# RECORDS
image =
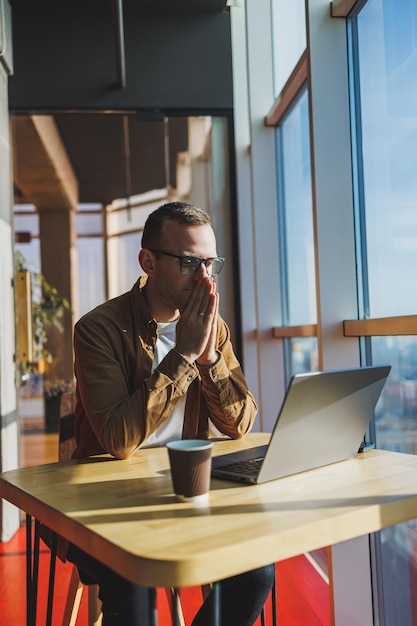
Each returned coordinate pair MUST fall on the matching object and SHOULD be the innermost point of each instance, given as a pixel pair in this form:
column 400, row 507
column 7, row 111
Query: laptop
column 322, row 420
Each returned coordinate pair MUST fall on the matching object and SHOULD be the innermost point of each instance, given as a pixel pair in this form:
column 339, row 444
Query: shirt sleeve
column 121, row 400
column 232, row 407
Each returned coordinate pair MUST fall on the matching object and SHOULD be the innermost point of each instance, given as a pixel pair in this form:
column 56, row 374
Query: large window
column 383, row 40
column 296, row 233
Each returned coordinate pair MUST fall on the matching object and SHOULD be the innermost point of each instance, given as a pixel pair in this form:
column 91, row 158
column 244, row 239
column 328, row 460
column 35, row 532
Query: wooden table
column 124, row 513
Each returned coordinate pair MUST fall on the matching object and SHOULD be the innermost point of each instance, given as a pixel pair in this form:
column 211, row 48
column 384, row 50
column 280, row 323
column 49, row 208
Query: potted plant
column 48, row 307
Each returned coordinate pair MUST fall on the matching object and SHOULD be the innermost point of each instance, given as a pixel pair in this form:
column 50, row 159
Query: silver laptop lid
column 323, row 419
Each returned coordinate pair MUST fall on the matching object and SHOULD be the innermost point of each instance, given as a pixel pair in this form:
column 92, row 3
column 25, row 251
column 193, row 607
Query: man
column 156, row 364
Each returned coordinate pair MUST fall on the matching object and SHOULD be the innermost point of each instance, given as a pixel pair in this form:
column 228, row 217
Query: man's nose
column 202, row 271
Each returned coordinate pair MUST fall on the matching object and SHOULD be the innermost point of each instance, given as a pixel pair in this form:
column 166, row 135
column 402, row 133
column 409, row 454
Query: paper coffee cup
column 190, row 461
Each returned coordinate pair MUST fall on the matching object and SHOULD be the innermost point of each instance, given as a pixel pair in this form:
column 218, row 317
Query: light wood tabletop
column 125, row 514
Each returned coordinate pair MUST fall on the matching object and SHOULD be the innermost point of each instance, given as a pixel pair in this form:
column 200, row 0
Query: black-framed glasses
column 191, row 264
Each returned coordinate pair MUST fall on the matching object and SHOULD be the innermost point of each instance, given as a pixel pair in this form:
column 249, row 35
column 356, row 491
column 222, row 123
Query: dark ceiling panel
column 50, row 78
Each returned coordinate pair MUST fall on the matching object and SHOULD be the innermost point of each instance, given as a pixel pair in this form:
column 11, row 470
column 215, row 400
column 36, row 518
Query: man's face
column 173, row 288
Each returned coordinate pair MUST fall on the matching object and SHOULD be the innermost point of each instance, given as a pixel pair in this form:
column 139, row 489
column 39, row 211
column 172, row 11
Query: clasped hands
column 197, row 326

# ACTIVITY
Keeping every word as it is, write out all the data and omit the pictures.

# WORKED SOLUTION
image =
Each returned coordinate pair MUST fall on the matching object and SHOULD be the innermost point of each instance, given as a pixel pair in this form:
column 400, row 507
column 7, row 111
Query: laptop
column 322, row 420
Each returned coordinate pair MUST fall on the matching object and SHOULD be the innermost point of each instance, given as a pixel pair in this form:
column 339, row 444
Query: shirt sleeve
column 121, row 400
column 232, row 407
Each returned coordinate pair MUST fall on the matching object and SHOULD be the innermost point of each instance, given as a pixel pair in this form:
column 56, row 374
Query: large window
column 383, row 40
column 296, row 233
Each returned coordinate pair MUST fall on the matching object and SHOULD be the innermost point of each instance, given as a pixel pair in this form:
column 91, row 158
column 244, row 239
column 328, row 460
column 35, row 532
Query: wooden table
column 124, row 513
Each returned coordinate pair MUST fall on the matching object and SHOULD be the innermost point of each instance, given as a pixel pair in this form:
column 211, row 48
column 384, row 50
column 280, row 323
column 49, row 208
Query: potted plant
column 48, row 307
Each returned coordinate pair MUST fall on the matching object and SHOULD be the innermost point of each instance, given as a pixel pair in this form:
column 50, row 159
Query: silver laptop lid
column 323, row 419
Each returned coordinate pair MUST fall on the matching object and SHOULD be the innermost point of each instance, given as a pixel pair in this form:
column 92, row 3
column 25, row 251
column 193, row 607
Query: man
column 156, row 364
Each returned coordinate pair MUST fall on the matching object and SHOULD be the innermost point of each instance, given as a pixel pair in this form:
column 228, row 217
Query: man's nose
column 202, row 271
Each returned coordinate pair MUST fall on the matching object and SHOULD be the innermost point of each instance, given as a pixel pair in this form:
column 166, row 135
column 402, row 133
column 409, row 454
Query: paper coffee cup
column 190, row 461
Each returned coordinate pair MUST fall on the matching object and SHOULD be the innermost point of each instance, given as a pixel pair in this form:
column 218, row 317
Query: light wood tabletop
column 125, row 514
Each returned coordinate pair MUST fall on the matching object and SHOULD be the innermost point of each instance, given as a pixel pair in this form:
column 200, row 0
Query: black-framed glasses
column 191, row 264
Each returned coordinate pair MUST fall on the matching object and SHOULD be the innermost point of each instance, given as a pixel pair in this form:
column 249, row 35
column 356, row 491
column 222, row 123
Query: dark ceiling panel
column 50, row 78
Each returned coordinate pair MUST fall on the matching object and SHOULD be the innermost point of each instance, given as a pixel pair in this form:
column 11, row 470
column 215, row 400
column 36, row 518
Query: man's face
column 173, row 288
Each returned coordinate pair MUST fall on the matching object and SHOULD be the innermost point of each instance, given as a pixel pair in this form:
column 139, row 489
column 39, row 211
column 172, row 11
Query: clasped hands
column 197, row 326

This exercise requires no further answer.